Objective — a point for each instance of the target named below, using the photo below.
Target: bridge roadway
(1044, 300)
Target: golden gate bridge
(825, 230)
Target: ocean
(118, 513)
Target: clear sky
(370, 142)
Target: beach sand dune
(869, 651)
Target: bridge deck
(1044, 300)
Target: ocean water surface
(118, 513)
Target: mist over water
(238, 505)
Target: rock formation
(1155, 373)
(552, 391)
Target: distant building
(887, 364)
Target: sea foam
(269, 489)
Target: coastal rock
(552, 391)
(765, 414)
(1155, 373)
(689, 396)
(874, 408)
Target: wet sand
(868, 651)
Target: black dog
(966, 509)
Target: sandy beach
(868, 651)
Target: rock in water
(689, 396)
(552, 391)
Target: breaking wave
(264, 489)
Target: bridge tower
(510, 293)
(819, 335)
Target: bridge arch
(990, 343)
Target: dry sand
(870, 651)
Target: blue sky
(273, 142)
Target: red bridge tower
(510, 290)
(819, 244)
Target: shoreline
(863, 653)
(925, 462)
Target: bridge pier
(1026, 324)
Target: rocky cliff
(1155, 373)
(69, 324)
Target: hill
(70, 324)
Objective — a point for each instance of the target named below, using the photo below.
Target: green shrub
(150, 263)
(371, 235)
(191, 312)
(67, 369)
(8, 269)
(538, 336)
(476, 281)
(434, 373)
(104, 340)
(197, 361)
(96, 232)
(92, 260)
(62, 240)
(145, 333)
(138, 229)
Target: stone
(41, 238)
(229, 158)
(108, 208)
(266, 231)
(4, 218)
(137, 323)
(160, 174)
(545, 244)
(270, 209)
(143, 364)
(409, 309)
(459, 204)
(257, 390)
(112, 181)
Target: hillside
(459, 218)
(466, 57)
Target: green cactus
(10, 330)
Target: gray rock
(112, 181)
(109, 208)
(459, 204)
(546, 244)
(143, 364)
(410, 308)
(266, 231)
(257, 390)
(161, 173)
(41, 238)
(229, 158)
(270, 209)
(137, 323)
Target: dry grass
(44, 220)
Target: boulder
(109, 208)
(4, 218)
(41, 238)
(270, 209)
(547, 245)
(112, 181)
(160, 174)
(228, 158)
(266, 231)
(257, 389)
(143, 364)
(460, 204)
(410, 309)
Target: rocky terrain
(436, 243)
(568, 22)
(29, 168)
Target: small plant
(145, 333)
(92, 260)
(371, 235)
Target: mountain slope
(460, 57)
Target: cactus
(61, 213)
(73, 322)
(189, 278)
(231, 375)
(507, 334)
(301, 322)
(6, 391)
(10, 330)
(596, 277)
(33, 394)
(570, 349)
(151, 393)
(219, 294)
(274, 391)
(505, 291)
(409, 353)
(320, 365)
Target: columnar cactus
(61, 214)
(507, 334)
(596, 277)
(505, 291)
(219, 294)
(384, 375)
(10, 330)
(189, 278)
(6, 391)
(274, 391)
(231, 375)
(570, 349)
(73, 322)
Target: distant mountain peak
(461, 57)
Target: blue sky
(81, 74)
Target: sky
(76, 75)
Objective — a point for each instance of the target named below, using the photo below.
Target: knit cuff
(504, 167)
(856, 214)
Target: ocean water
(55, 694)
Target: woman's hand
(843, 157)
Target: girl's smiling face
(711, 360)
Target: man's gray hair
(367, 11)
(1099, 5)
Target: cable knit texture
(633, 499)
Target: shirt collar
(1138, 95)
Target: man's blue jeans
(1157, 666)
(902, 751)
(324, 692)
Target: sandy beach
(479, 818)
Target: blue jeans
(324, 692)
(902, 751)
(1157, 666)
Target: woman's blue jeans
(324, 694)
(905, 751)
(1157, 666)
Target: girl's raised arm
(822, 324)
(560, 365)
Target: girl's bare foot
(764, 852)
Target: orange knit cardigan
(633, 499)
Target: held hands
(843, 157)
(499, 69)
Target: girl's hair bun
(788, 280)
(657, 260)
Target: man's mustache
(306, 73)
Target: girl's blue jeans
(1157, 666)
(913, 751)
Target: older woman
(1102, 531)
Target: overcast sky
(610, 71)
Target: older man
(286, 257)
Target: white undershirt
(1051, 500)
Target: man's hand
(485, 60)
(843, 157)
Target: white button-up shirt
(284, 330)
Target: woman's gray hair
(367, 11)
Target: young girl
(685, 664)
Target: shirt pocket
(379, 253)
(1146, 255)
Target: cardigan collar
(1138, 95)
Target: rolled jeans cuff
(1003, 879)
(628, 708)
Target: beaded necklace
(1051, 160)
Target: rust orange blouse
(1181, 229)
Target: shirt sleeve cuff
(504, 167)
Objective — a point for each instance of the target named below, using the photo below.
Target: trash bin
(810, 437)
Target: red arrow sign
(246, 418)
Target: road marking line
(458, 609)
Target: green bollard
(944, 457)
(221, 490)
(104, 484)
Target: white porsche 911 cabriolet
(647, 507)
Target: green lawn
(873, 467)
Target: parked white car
● ● ● ●
Task description:
All the material, top to bottom: write it out again precisely.

Answer space:
Objective — a point for each instance of the target named below, using the photo below.
Target: bridge roadway
(1044, 300)
Target: golden gate bridge
(825, 230)
Target: ocean
(118, 513)
Target: clear sky
(370, 142)
Target: beach sand dune
(869, 651)
Target: bridge deck
(1044, 300)
Target: ocean water surface
(118, 513)
Target: mist over water
(238, 505)
Target: rock formation
(1155, 373)
(552, 391)
Target: distant building
(887, 364)
Target: sea foam
(269, 489)
Target: coastal rock
(552, 391)
(765, 414)
(1155, 373)
(689, 396)
(874, 408)
Target: wet sand
(868, 651)
Target: black dog
(966, 509)
Target: sandy beach
(868, 651)
Target: rock in water
(689, 396)
(552, 391)
Target: breaking wave
(264, 489)
Target: bridge tower
(510, 293)
(819, 335)
Target: bridge arch
(990, 343)
Target: dry sand
(870, 651)
Target: blue sky
(273, 142)
Target: red bridge tower
(510, 290)
(819, 244)
Target: shoreline
(863, 653)
(925, 462)
Target: bridge pier
(1026, 324)
Target: rocky cliff
(1155, 373)
(69, 324)
Target: hill
(70, 324)
Objective — a point for each instance of the target named below, using the photo below.
Target: green shrub
(150, 263)
(371, 235)
(191, 312)
(67, 369)
(8, 269)
(538, 336)
(476, 281)
(434, 373)
(104, 340)
(197, 361)
(96, 232)
(92, 260)
(62, 240)
(145, 333)
(138, 229)
Target: stone
(41, 238)
(229, 158)
(108, 208)
(266, 231)
(4, 218)
(137, 323)
(160, 174)
(545, 244)
(270, 209)
(143, 364)
(409, 309)
(459, 204)
(257, 390)
(112, 181)
Target: hillside
(459, 218)
(466, 57)
Target: green cactus
(10, 330)
Target: gray rock
(112, 181)
(109, 208)
(459, 204)
(546, 244)
(143, 364)
(410, 308)
(266, 231)
(257, 390)
(161, 173)
(41, 238)
(229, 158)
(270, 209)
(137, 323)
Target: dry grass
(44, 220)
Target: boulder
(109, 208)
(4, 218)
(41, 238)
(270, 209)
(547, 245)
(112, 181)
(160, 174)
(228, 158)
(266, 231)
(257, 389)
(143, 364)
(460, 204)
(410, 309)
Target: rocky terrain
(436, 243)
(568, 22)
(29, 168)
Target: small plant
(145, 333)
(92, 260)
(371, 235)
Target: mountain slope
(460, 57)
Target: cactus
(61, 213)
(73, 322)
(189, 278)
(231, 375)
(507, 334)
(301, 322)
(6, 391)
(10, 330)
(596, 277)
(33, 394)
(570, 349)
(151, 393)
(219, 294)
(274, 391)
(505, 291)
(409, 353)
(320, 365)
Target: columnar cactus
(61, 214)
(507, 334)
(596, 277)
(505, 291)
(219, 294)
(384, 375)
(10, 330)
(189, 278)
(6, 391)
(274, 391)
(231, 375)
(570, 349)
(73, 322)
Target: distant mountain peak
(461, 57)
Target: blue sky
(81, 74)
Target: sky
(76, 75)
Objective — a point for each instance of the target named below, using the photo below.
Target: knit cuff
(504, 167)
(856, 214)
Target: ocean water
(55, 694)
Target: woman's hand
(843, 157)
Target: girl's smiling face
(711, 360)
Target: man's gray hair
(367, 11)
(1099, 5)
Target: cable knit texture
(633, 499)
Target: shirt collar
(1138, 95)
Target: man's blue jeans
(1157, 666)
(902, 751)
(324, 692)
Target: sandy beach
(479, 818)
Target: blue jeans
(324, 692)
(902, 751)
(1157, 666)
Target: woman's blue jeans
(324, 694)
(905, 751)
(1157, 666)
Target: girl's raised arm
(822, 324)
(560, 365)
Target: girl's bare foot
(764, 852)
Target: orange knit cardigan
(633, 499)
Target: held hands
(843, 157)
(499, 69)
Target: girl's hair bun
(788, 280)
(657, 260)
Target: man's mustache
(306, 73)
Target: girl's blue jeans
(1157, 666)
(913, 751)
Target: older woman
(1102, 531)
Target: overcast sky
(610, 71)
Target: older man
(286, 257)
Target: white undershirt
(1051, 500)
Target: man's hand
(485, 60)
(843, 157)
Target: white button-up shirt
(284, 330)
Target: woman's gray hair
(367, 11)
Target: young girl
(685, 664)
Target: shirt pocket
(379, 253)
(1146, 255)
Target: cardigan collar
(1138, 95)
Target: rolled jeans cuff
(1003, 879)
(628, 708)
Target: beaded necklace
(1051, 160)
Target: rust orange blouse
(1181, 229)
Target: shirt sleeve cuff
(504, 167)
Objective — a point for each instance of the target named below, using the photo below.
Target: trash bin
(810, 437)
Target: red arrow sign
(246, 418)
Target: road marking line
(458, 609)
Target: green bollard
(944, 457)
(221, 490)
(104, 484)
Target: white porsche 911 cabriolet
(647, 507)
Target: green lawn
(873, 467)
Target: parked white car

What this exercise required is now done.